Point labeling examples:

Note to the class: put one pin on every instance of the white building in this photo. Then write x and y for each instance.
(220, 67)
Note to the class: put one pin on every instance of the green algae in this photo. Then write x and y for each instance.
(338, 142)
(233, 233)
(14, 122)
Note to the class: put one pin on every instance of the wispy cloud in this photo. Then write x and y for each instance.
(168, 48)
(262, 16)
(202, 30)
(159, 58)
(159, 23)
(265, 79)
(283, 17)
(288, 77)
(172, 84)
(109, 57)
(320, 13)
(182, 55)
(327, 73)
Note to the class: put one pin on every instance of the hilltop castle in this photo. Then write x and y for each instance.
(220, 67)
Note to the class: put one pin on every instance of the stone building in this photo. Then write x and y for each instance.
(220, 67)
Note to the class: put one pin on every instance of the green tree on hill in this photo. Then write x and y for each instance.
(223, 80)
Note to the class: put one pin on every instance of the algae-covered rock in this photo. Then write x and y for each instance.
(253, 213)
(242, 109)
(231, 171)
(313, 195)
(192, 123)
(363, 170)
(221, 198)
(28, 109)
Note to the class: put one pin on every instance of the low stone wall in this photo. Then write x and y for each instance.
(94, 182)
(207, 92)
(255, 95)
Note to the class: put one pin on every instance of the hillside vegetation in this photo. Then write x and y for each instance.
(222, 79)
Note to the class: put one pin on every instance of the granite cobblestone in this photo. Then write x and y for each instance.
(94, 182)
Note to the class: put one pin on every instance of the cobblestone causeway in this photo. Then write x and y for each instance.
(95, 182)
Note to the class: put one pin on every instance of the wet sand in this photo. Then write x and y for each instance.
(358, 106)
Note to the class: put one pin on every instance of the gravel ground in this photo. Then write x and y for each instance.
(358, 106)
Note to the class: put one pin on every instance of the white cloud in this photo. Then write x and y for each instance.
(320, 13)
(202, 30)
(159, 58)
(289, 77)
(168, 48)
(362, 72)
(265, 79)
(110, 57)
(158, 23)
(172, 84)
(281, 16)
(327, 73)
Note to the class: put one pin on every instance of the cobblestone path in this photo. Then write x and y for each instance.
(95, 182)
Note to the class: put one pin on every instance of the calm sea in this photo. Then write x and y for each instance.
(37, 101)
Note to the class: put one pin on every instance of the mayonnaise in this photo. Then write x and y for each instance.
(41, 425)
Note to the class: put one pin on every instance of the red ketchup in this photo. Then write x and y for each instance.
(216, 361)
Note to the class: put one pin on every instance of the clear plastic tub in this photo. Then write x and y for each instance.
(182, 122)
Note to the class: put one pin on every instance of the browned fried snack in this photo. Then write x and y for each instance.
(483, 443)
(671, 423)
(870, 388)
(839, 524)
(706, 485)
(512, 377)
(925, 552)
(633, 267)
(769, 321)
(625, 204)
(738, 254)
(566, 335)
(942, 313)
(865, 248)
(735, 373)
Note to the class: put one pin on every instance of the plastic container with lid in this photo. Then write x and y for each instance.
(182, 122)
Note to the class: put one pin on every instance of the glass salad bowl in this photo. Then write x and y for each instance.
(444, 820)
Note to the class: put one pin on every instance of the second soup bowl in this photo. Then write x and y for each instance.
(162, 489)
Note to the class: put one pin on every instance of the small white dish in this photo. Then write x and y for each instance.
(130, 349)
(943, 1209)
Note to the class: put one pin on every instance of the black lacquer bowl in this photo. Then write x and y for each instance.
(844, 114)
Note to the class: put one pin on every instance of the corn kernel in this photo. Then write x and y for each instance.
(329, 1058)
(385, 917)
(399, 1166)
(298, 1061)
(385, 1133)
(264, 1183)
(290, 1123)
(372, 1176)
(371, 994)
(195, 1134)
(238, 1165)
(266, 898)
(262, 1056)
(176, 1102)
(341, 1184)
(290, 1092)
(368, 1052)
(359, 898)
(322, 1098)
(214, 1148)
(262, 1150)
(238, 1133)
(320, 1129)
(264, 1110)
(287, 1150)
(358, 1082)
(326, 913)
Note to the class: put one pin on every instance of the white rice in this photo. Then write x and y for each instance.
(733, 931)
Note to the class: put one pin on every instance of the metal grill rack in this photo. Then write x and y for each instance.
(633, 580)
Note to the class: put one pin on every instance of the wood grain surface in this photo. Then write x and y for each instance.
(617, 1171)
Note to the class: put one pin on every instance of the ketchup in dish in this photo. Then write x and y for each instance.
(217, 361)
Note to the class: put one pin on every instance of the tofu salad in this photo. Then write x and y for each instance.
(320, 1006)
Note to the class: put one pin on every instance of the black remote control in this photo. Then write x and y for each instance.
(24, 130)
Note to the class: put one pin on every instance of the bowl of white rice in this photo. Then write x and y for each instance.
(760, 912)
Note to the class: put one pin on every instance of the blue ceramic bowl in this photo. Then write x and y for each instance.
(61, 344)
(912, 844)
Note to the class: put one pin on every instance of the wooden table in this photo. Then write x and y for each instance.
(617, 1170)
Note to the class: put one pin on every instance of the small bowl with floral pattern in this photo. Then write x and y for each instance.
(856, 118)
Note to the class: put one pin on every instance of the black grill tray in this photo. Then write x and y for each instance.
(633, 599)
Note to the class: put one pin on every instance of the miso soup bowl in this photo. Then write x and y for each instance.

WHAT TO PRODUCE:
Repeat every entry exactly as written above.

COMPLETED EXERCISE:
Note to the class: put one pin on every instance of the white building in this photo. Then write x and y for each instance.
(220, 67)
Note to the class: put one pin on every instance of the green algae in this photo. Then write x and y for each instance.
(338, 142)
(233, 233)
(14, 122)
Note to the class: put one pin on every instance of the wispy cloud in this photo. Then write x and y for each instance.
(168, 48)
(262, 16)
(202, 30)
(159, 58)
(159, 23)
(265, 79)
(283, 17)
(288, 77)
(172, 84)
(109, 57)
(320, 13)
(182, 55)
(327, 73)
Note to the class: put one pin on every instance of the hilltop castle in this photo. Then write x and y for each instance.
(220, 67)
Note to the class: put one pin on every instance of the stone building in this photo. Then write x and y for each instance.
(220, 67)
Note to the class: put one pin on every instance of the green tree on hill in this photo. Then write x and y for each instance.
(223, 80)
Note to the class: put one pin on every instance of the algae-covered rock in this photo. Then write x and y for each instance.
(253, 213)
(242, 109)
(231, 171)
(313, 195)
(192, 123)
(363, 170)
(221, 198)
(28, 109)
Note to the class: put one pin on every instance of the low stone wall in this photo. Then write x and y for each instance.
(94, 182)
(207, 92)
(255, 95)
Note to the class: put one pin on every instance of the hillside vegetation in this photo. Then write x and y for each instance.
(222, 79)
Note to the class: put one pin on every instance of the granite cobblestone in this photo. Then write x and y for each instance.
(94, 182)
Note to the class: put one pin on every instance of the cobblestone causeway in this photo. Then write x and y for each instance.
(95, 182)
Note to the class: put one pin on every instance of the wet sand in this photo. Then write x and y for each instance.
(358, 106)
Note to the class: put one pin on every instance of the gravel ground in this photo. Then write x and y for each instance.
(358, 106)
Note to the class: put one pin on every instance of the white cloud in this photo. Then write x and y for each instance.
(320, 13)
(202, 30)
(159, 58)
(289, 77)
(168, 48)
(362, 72)
(265, 79)
(110, 57)
(158, 23)
(172, 84)
(281, 16)
(327, 73)
Note to the class: put one pin on every instance of the cobblestone path in this photo. Then write x and y for each instance.
(95, 182)
Note to the class: put one pin on every instance of the calm sea in this photo. Then write x and y for each instance.
(37, 101)
Note to the class: put one pin on every instance of the mayonnaise in this photo. Then write x and y for each instance.
(41, 425)
Note to the class: put one pin on every instance of the red ketchup in this photo. Then write x and y for each instance.
(216, 361)
Note to the class: put one pin on every instance of the clear plastic tub in this photo. Then write x and y for each instance.
(182, 122)
Note to the class: put one pin on every instance of the browned fried snack in this photo. Then write x and y for each instance.
(483, 443)
(671, 423)
(870, 388)
(839, 524)
(706, 485)
(512, 377)
(925, 552)
(633, 267)
(769, 321)
(625, 204)
(738, 254)
(566, 335)
(942, 313)
(865, 248)
(735, 373)
Note to the class: put one pin on every instance of the plastic container with lid in this photo. Then write x and y for each instance.
(182, 122)
Note to the class: put one pin on every instance of the glass salad bowl in this photo. Then write x and y for each instance.
(444, 820)
Note to the class: put one pin on every instance of the second soup bowl in this photo. Then write x and y for each instance.
(162, 489)
Note to the class: put one pin on every instance of the small white dish in this photo. Then write x and y for each instance.
(130, 349)
(943, 1209)
Note to the class: put one pin on every instance of the black lacquer bowl in this photo. Then write x and y for each instance.
(844, 114)
Note to the class: put one pin on every instance of the corn kernel in this photo. Then write x and y for each instance.
(329, 1058)
(385, 917)
(399, 1166)
(298, 1061)
(385, 1133)
(264, 1183)
(290, 1123)
(372, 1176)
(371, 994)
(195, 1134)
(238, 1165)
(266, 898)
(262, 1056)
(176, 1102)
(341, 1184)
(290, 1092)
(368, 1052)
(359, 898)
(322, 1098)
(214, 1148)
(262, 1150)
(238, 1133)
(320, 1129)
(264, 1110)
(287, 1150)
(358, 1082)
(326, 913)
Note to the class: put one pin on every instance of the white rice in this photo. Then write x and y for each instance.
(733, 931)
Note to the class: put one pin on every instance of the metal grill rack in this photo. Then write x and y for each instance.
(633, 580)
Note to the class: put one pin on every instance of the wood grain surface in this photo. Then write x and y for each instance.
(617, 1171)
Note to the class: put one pin on every instance of the ketchup in dish in this photo. Then write x and y for each instance.
(217, 361)
Note to the class: put one pin on every instance of the tofu salad in this photo. Then write x and y for each instance.
(320, 1006)
Note to the class: put one pin on every instance of the black remote control in this photo. Then write x and y for each instance.
(24, 130)
Note to the class: put one pin on every instance of the bowl of white rice in this photo. Then write x and y for each instance.
(760, 912)
Note to the class: put one pin on every instance of the blue ceramic bowl in this photo. Then write x and y for each instance.
(61, 344)
(912, 844)
Note to the class: put one pin on every instance of the wooden table in this photo. Then write x and y for each instance.
(617, 1170)
Note to the class: put one pin on every instance of the small bowl with floral pattern in this photo. Then write x and y for each instance.
(856, 118)
Note to the class: put one pin on every instance of the black grill tray in this photo. Then write x and y for each instance.
(633, 599)
Note to the class: put one pin on every instance of the miso soup bowl in this photo. Then write x and y for each instance.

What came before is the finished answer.